====== Entries provided
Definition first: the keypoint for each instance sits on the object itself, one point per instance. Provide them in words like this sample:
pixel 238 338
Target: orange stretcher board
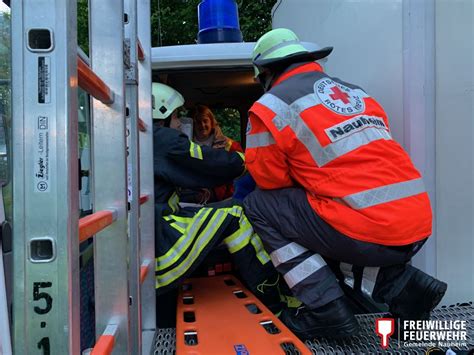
pixel 218 315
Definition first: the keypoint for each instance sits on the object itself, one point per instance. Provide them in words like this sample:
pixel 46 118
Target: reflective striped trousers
pixel 312 256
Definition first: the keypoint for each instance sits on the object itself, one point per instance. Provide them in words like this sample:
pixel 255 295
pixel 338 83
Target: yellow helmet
pixel 282 46
pixel 165 100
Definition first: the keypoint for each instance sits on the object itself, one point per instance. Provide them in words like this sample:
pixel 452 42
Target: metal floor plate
pixel 367 342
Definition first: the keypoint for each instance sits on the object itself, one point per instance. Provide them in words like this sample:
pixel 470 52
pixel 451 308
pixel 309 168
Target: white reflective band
pixel 368 280
pixel 286 253
pixel 346 270
pixel 288 115
pixel 304 269
pixel 244 238
pixel 195 151
pixel 259 140
pixel 385 194
pixel 275 47
pixel 259 249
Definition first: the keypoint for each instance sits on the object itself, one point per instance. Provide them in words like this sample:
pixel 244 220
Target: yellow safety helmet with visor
pixel 165 101
pixel 282 46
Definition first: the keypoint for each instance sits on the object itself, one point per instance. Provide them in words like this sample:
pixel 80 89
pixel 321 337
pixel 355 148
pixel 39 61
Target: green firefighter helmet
pixel 165 101
pixel 282 46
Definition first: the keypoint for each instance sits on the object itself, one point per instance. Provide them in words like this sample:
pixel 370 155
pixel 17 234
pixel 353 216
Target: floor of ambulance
pixel 366 342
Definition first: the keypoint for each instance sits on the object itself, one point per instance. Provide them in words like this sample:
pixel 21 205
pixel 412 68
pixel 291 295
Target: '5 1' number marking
pixel 42 295
pixel 44 343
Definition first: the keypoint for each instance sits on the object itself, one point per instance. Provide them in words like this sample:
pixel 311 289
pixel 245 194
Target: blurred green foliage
pixel 175 22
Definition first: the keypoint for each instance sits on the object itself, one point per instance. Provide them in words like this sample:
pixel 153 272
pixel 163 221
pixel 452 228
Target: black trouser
pixel 309 253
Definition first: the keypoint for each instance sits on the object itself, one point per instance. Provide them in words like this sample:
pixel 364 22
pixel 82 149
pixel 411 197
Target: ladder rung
pixel 142 125
pixel 140 52
pixel 94 223
pixel 144 271
pixel 106 342
pixel 90 82
pixel 144 198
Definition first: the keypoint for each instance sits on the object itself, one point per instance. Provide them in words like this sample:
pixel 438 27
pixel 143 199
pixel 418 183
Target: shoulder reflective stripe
pixel 242 156
pixel 178 227
pixel 181 224
pixel 195 151
pixel 275 47
pixel 260 140
pixel 305 102
pixel 183 243
pixel 287 252
pixel 203 239
pixel 288 115
pixel 369 277
pixel 262 255
pixel 172 98
pixel 235 211
pixel 173 202
pixel 277 105
pixel 304 270
pixel 384 194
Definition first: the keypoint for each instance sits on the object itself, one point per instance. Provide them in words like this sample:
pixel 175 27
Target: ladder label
pixel 44 80
pixel 41 168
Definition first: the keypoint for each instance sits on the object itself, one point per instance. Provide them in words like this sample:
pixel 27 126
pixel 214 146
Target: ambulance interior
pixel 217 88
pixel 218 83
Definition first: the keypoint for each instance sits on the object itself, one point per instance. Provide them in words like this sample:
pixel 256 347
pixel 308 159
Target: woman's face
pixel 203 127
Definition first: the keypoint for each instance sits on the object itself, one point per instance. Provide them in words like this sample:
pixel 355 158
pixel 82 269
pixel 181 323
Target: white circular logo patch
pixel 339 98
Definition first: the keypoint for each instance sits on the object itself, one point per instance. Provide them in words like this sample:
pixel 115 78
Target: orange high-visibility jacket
pixel 332 139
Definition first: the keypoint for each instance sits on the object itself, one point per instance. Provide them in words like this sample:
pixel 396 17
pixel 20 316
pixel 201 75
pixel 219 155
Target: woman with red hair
pixel 207 132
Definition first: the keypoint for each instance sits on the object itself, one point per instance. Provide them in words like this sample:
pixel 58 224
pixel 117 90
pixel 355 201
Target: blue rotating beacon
pixel 218 21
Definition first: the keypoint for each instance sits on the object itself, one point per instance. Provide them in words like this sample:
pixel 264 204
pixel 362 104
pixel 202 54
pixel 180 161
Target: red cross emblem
pixel 339 95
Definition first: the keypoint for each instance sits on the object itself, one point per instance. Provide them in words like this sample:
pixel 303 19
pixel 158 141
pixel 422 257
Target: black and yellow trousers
pixel 183 240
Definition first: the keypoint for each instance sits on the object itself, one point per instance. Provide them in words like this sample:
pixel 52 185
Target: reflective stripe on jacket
pixel 334 140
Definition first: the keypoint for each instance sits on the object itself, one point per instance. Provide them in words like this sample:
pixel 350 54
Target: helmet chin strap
pixel 266 80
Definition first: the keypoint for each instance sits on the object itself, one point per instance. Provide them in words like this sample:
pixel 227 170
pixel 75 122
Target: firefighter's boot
pixel 333 320
pixel 269 294
pixel 418 298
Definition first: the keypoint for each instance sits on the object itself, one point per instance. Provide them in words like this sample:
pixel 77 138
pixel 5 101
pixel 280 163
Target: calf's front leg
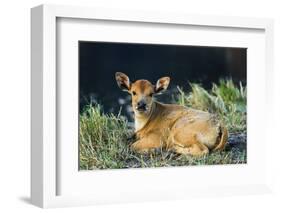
pixel 147 144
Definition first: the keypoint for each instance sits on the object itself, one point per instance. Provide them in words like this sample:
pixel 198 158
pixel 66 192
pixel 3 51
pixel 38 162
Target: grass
pixel 105 138
pixel 226 100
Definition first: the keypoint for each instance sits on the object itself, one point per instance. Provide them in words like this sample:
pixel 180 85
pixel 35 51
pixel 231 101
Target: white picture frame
pixel 45 168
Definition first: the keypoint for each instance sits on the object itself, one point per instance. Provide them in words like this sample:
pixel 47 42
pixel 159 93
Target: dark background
pixel 98 62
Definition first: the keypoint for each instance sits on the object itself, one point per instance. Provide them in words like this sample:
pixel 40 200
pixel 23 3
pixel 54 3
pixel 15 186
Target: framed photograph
pixel 129 106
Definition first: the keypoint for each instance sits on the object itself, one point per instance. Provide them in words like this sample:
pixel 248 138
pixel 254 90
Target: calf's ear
pixel 123 81
pixel 162 84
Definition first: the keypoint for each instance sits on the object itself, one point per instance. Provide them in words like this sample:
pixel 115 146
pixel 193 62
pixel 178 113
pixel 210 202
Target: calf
pixel 174 127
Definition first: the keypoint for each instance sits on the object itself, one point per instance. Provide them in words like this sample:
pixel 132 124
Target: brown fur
pixel 178 128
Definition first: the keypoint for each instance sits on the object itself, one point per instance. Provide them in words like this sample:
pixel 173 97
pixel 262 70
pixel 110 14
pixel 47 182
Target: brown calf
pixel 181 129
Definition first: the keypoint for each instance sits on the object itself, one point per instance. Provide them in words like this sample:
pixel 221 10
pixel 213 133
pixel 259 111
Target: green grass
pixel 226 100
pixel 104 139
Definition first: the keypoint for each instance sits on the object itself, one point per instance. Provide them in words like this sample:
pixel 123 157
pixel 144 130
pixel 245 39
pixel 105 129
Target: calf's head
pixel 142 91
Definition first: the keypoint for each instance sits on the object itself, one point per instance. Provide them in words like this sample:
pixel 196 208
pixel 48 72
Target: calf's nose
pixel 141 105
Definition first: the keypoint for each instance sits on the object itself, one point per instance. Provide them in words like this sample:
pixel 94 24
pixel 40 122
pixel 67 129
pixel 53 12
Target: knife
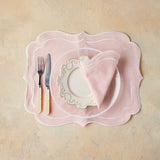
pixel 47 100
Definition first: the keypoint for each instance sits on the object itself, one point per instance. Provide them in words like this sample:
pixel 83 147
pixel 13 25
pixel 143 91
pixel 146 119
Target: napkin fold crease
pixel 99 72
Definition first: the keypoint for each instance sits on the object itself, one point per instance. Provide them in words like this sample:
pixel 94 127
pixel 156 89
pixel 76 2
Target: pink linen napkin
pixel 62 47
pixel 99 73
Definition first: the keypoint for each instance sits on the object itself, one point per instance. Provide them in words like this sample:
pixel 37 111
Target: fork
pixel 40 90
pixel 40 69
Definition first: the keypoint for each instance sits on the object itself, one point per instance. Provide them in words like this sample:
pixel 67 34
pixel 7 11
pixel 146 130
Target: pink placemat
pixel 62 47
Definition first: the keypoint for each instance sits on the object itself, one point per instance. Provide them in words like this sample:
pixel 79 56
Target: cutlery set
pixel 44 104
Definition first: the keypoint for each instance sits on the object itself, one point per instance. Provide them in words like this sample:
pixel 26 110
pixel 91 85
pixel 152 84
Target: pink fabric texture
pixel 99 73
pixel 108 52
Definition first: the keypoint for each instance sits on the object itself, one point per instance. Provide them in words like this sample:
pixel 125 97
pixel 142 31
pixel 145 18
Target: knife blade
pixel 48 70
pixel 47 99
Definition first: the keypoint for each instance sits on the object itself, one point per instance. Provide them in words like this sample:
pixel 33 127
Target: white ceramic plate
pixel 74 88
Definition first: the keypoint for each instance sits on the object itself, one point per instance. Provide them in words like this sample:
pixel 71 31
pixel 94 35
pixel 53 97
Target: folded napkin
pixel 110 53
pixel 99 73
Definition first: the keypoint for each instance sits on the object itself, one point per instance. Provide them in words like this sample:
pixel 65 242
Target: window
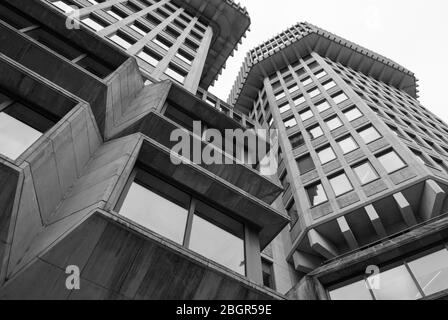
pixel 63 5
pixel 290 122
pixel 20 127
pixel 306 114
pixel 305 164
pixel 280 95
pixel 140 28
pixel 284 107
pixel 333 123
pixel 149 56
pixel 339 98
pixel 316 194
pixel 329 85
pixel 174 214
pixel 315 132
pixel 94 23
pixel 268 273
pixel 431 272
pixel 314 93
pixel 176 73
pixel 352 114
pixel 323 106
pixel 365 173
pixel 185 56
pixel 122 40
pixel 162 43
pixel 306 81
pixel 326 155
pixel 369 134
pixel 299 100
pixel 391 161
pixel 321 74
pixel 297 140
pixel 421 158
pixel 341 184
pixel 348 144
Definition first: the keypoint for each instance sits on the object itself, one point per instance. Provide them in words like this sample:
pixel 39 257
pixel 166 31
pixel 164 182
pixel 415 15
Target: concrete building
pixel 364 166
pixel 90 94
pixel 88 181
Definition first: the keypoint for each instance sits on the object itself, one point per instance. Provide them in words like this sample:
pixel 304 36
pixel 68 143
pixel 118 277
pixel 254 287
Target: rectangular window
pixel 94 23
pixel 290 122
pixel 326 155
pixel 339 98
pixel 176 73
pixel 341 184
pixel 297 140
pixel 316 194
pixel 306 114
pixel 315 132
pixel 149 56
pixel 365 172
pixel 323 106
pixel 123 41
pixel 305 164
pixel 369 134
pixel 348 144
pixel 175 215
pixel 391 161
pixel 333 123
pixel 285 107
pixel 299 100
pixel 352 114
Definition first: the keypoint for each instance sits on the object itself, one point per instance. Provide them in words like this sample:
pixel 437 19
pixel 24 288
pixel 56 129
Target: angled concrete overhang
pixel 206 185
pixel 256 67
pixel 230 22
pixel 121 260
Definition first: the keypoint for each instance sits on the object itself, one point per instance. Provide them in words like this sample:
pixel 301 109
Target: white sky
pixel 413 33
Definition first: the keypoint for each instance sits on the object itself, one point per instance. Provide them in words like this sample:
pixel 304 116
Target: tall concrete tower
pixel 364 166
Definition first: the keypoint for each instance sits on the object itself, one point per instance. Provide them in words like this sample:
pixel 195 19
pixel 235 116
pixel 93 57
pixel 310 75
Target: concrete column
pixel 405 209
pixel 432 200
pixel 322 245
pixel 253 255
pixel 376 221
pixel 348 233
pixel 195 73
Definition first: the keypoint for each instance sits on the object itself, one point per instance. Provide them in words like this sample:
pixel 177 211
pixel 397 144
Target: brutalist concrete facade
pixel 59 199
pixel 363 163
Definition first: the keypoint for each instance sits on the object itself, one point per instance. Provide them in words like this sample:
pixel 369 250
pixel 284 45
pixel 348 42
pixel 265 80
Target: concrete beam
pixel 321 245
pixel 405 209
pixel 347 233
pixel 432 200
pixel 376 221
pixel 304 262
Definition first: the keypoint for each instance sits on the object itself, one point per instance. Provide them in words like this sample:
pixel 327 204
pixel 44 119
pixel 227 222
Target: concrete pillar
pixel 347 233
pixel 405 209
pixel 305 262
pixel 376 221
pixel 322 245
pixel 253 255
pixel 432 200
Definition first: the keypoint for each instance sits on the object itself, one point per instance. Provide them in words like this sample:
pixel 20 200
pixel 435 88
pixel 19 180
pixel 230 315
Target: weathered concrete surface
pixel 118 262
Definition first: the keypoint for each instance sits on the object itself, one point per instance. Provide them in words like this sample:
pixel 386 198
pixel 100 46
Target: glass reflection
pixel 155 212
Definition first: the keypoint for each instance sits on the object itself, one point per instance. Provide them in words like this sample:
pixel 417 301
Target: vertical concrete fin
pixel 322 245
pixel 432 200
pixel 405 209
pixel 304 262
pixel 376 221
pixel 347 233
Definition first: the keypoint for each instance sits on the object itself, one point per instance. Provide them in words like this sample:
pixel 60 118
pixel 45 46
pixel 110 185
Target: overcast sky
pixel 412 33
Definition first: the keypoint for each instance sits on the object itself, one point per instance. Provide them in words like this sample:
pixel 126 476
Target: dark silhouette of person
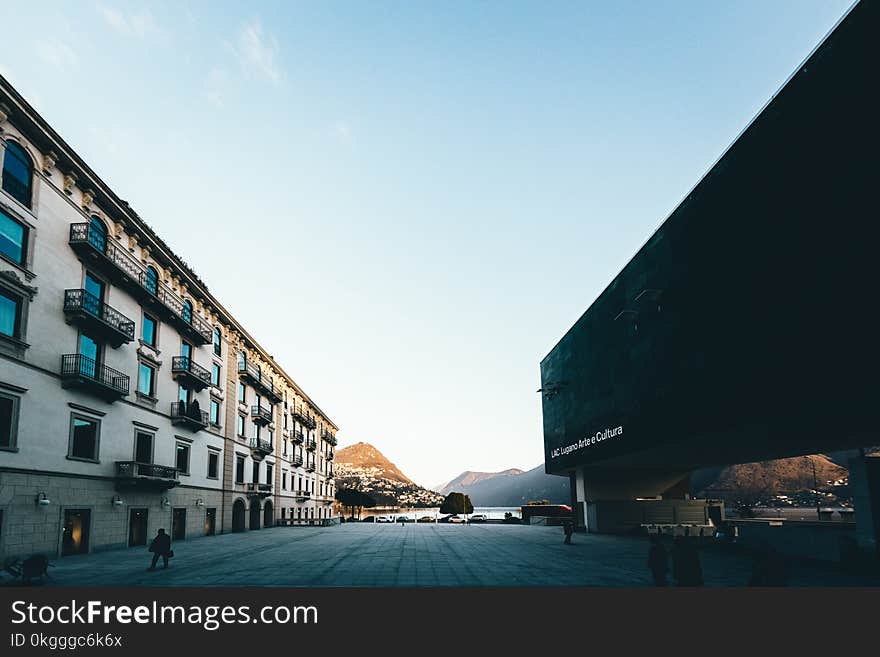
pixel 686 563
pixel 568 528
pixel 195 410
pixel 160 547
pixel 769 568
pixel 658 560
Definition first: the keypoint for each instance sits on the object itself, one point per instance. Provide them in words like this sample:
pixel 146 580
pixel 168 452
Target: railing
pixel 134 470
pixel 180 411
pixel 80 366
pixel 187 364
pixel 83 233
pixel 82 300
pixel 261 445
pixel 258 412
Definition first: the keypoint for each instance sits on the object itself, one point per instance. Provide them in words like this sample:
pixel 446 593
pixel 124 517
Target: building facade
pixel 130 399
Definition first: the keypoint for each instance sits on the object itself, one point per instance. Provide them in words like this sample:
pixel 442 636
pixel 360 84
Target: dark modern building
pixel 745 328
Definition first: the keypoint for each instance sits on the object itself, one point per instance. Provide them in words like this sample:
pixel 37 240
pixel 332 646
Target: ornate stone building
pixel 130 399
============
Repeat the entries above verbatim, but only from the line that has "pixel 144 130" down to the line that has "pixel 48 72", inclusive.

▶ Result for this task
pixel 144 130
pixel 245 39
pixel 105 129
Target: calf's head
pixel 142 91
Definition first: the keypoint for each instance sits on the object itself, one point per instance. Provide them in words like this sample:
pixel 196 208
pixel 48 72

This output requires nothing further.